_QUOTED TEXT:_
- Born: 27 January 1957 Soweto Jabavu
- Died: 1990 (aged 32–33) Guinea
- Other name: Tsietsi
- Education: Morris Isaacson High School
- Occupation: Political Activist
- Known for: 1976 Student Uprising
- Successor: Khotso Seatlholo
- Spouse: Welma Albertine Wani Campbell
- Children: 2
- Parent(s): Nomkhitha Virginia Mashinini, Ramothibi Mashinini
- Relatives: Mpho Vincent Mashinini

= Teboho MacDonald Mashinini =

South African activist and student leader of the Soweto Uprising

Teboho "Tsietsi" MacDonald Mashinini (born 27 January 1957 – 1990) was a South African anti-apartheid activist and prominent student leader during the Soweto uprising.

_PROVIDED INFORMATION:_
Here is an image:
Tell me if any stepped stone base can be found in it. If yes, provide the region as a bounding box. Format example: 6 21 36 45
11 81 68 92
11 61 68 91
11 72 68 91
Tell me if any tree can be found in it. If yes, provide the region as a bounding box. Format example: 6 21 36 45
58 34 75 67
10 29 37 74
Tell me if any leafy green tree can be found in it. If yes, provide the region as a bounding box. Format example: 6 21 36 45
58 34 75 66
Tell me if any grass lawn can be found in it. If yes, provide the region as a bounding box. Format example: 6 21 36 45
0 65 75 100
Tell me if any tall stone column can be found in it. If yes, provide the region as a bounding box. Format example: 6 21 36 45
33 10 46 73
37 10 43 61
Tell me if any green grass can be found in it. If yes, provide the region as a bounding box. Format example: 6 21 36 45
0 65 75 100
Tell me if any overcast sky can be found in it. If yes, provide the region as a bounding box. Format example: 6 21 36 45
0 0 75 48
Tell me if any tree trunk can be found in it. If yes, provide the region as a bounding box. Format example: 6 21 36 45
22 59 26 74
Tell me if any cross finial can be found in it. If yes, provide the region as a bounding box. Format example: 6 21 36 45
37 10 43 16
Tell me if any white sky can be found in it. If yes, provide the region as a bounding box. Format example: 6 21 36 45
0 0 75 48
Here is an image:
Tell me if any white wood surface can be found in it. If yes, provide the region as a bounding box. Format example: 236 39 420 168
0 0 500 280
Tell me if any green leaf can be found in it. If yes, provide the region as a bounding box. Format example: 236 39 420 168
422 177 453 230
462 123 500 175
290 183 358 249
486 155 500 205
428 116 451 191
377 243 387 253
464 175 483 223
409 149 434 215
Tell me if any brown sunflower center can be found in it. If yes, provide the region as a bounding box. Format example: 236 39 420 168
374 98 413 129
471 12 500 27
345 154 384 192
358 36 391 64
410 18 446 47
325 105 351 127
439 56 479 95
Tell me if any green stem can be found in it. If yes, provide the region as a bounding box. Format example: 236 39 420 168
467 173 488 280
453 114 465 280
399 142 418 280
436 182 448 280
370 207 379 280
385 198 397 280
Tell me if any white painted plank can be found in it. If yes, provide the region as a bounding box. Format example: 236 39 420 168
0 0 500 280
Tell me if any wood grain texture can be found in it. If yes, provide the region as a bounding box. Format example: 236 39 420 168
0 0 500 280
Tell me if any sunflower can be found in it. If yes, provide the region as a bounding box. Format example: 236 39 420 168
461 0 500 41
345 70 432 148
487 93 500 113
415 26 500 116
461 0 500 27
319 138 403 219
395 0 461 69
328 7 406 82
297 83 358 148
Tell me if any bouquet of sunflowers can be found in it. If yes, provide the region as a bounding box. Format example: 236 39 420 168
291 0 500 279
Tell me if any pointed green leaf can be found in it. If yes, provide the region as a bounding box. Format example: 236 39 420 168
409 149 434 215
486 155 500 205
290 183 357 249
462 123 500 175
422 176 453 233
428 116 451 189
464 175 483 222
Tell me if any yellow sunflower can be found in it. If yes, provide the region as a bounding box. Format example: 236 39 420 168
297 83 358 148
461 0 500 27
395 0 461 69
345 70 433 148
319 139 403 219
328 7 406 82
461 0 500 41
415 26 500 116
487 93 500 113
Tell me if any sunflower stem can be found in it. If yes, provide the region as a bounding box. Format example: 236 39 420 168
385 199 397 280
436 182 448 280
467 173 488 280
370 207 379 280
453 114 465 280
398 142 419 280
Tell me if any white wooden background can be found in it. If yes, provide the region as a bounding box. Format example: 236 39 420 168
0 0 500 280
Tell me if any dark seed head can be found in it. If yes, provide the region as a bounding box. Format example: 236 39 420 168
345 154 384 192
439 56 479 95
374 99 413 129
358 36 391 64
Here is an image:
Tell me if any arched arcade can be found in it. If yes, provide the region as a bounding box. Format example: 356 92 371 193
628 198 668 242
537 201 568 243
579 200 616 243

_JOBS:_
(a) According to the Teboho Mashinini biography, which high school did he attend?
(b) Pick up the Teboho Mashinini biography after its last sentence and continue it.
The data was taken from a separate source.

_IN RESPONSE:_
(a) Morris Isaacson High School

(b)
==Life==
Teboho Tsietsi Mashinini known by his pet name "Mcdonald" was born in 1957, 27 January. He was the second of 13 children of Ramothibe (father) and Nomkhitha Virginia (mother) Mashinini. He was a bright, popular and successful student at Morris Isaacson High School in Soweto, where he was the head of the debate team and president of the Methodist Wesley Guild.

A move by South Africa's apartheid government to make the language Afrikaans an equal mandatory language of education for all South Africans in conjunction with English was extremely unpopular with black and English-speaking South African students.

A student himself, Mashinini planned a mass demonstration by students for 16 June 1976. This demonstration would become known as the Soweto Uprising, lasting for three days, during which several hundred people were killed.

Having been identified as the leader of the uprising by the South African government, Mashinini fled South Africa in exile, first to London then later to various other African countries, including Liberia, where he was briefly married to Miss Liberia 1977, Welma Campbell.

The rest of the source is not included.